Per non esser mutati in bestie, s’inebriano
di spazio e luce e di cieli ardenti come braci;
il gelo che li morde, i soli che li abbronzano,
cancellano lentamente la traccia dei baci.
Ma i veri viaggiatori partono per partire;
cuori leggeri, s’allontanano come palloni,
al loro destino mai cercano di sfuggire,
e, senza sapere perché, sempre dicono: Andiamo! [...]
Charles Baudelaire, Il Viaggio
7
1.1 Definizioni, Tipologie e Caratteristiche delle Migrazioni
Numerosi sono i movimenti migratori che si sono verificati nel corso dei
millenni; basti pensare alle grandi migrazioni nel Paleolitico, alle Colonie
Greche e Fenicie (550 a.C.), alla Diaspora Ebraica (tra il 70 e il 1497
d.C), alle Crociate (XI sec. d.C.), ecc..
Anche gli Italiani, per alcuni decenni, sono stati un popolo di emigranti,
in particolar modo tra gli anni ’50 e gli anni ’60; negli ultimi anni, però,
l’Italia si è via via andata trasformando da teatro di emigrazione a luogo
di immigrazione.
In Italia, come nel resto d’Europa, si è andata affermando sempre più una
Società Globale, dove il concetto di Stato-nazione viene superato e si
assiste, invece, alla convivenza nello stesso territorio di gruppi e culture
differenti che fino ad allora avevano vissuto separatamente senza
incontrarsi.
Questo fenomeno dà vita a una molteplicità di possibilità culturali che
vanno a influenzare e modificare i fenomeni sociali, tanto a livello macro
e meso delle strutture e delle istituzioni quanto a livello micro delle
relazioni interpersonali (Colella, Grassi; 2007).
Il fenomeno migratorio sta via via assumendo una configurazione di
stabilizzazione della presenza dei migranti ed è in questo contesto che
l’Italia ci appare sempre più come un paese luogo di residenza stabile per
un buon numero di stranieri.

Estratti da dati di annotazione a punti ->
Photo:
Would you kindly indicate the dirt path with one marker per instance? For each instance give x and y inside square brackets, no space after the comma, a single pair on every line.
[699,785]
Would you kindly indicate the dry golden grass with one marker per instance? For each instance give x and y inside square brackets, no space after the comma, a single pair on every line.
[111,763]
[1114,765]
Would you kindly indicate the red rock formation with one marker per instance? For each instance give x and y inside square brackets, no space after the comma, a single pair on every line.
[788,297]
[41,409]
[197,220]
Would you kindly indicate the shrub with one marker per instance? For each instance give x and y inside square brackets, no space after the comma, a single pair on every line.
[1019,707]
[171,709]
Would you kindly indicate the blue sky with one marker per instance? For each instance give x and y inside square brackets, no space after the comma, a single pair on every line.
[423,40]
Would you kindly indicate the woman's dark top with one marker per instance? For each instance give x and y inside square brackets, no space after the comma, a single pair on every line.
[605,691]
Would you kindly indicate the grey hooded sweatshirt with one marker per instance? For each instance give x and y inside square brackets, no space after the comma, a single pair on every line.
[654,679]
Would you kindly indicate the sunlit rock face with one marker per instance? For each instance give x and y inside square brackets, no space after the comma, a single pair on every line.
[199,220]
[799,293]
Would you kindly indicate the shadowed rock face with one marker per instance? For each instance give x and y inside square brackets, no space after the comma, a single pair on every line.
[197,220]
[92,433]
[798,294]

Richiesta 1 ->
Rispondi a queste domande sul brano sulle migrazioni:
(a) In quale periodo gli Italiani sono stati in particolar modo un popolo di emigranti?
(b) Quale data è indicata per le Colonie Greche e Fenicie?
(c) Che cosa viene superato nella Società Globale?
Richiesta 2 ->
Nel brano sulle migrazioni, sostituisci "Società Globale" con "società multiculturale" e riporta il passo che comincia con le parole "In Italia, come" e si ferma dopo "incontrarsi.".
Richiesta 3 ->
Prosegui il brano sulle migrazioni a partire dal punto in cui si interrompe.
Questi dati provengono da un'altra fonte.

Risultato 1 ->
(a) Tra gli anni '50 e gli anni '60.
(b) Il 550 a.C.
(c) Il concetto di Stato-nazione.

Risultato 2 ->
In Italia, come nel resto d’Europa, si è andata affermando sempre più una
società multiculturale, dove il concetto di Stato-nazione viene superato e si
assiste, invece, alla convivenza nello stesso territorio di gruppi e culture
differenti che fino ad allora avevano vissuto separatamente senza
incontrarsi.

Risultato 3 ->
«L’incontro con gli stranieri, soggetti che hanno un bagaglio culturale
importante alle spalle, è sempre un momento di confronto, al quale è
bene essere pronti perché l’incontro risulti effettivamente un’occasione di
arricchimento reciproco, verso una comunicazione interculturale,
effettivamente dialogica» (Colella, Grassi, 2007).
Se parliamo di migrazioni internazionali, incontriamo una prima
difficoltà: non abbiamo delle definizioni e delle concezioni
universalmente accettate.
Le Nazioni Unite, nel 1998, per stabilire un criterio di uniformità sui
quali basare le rilevazioni statistiche a livello internazionale, definirono
Migrante colui «che soggiorna in un paese di cui non è cittadino/a per
almeno 12 mesi» (Nazioni Unite, 1998).
8
Nella Convenzione ONU sulla protezione dei Diritti dei Lavoratori
Migranti e dei Membri delle loro Famiglie, vengono, invece, considerati
lavoratori migranti tutte le «persone che eserciteranno, esercitano o
hanno esercitato un’attività retribuita in uno Stato di cui non sono
cittadini» (Nazioni Unite, 1990).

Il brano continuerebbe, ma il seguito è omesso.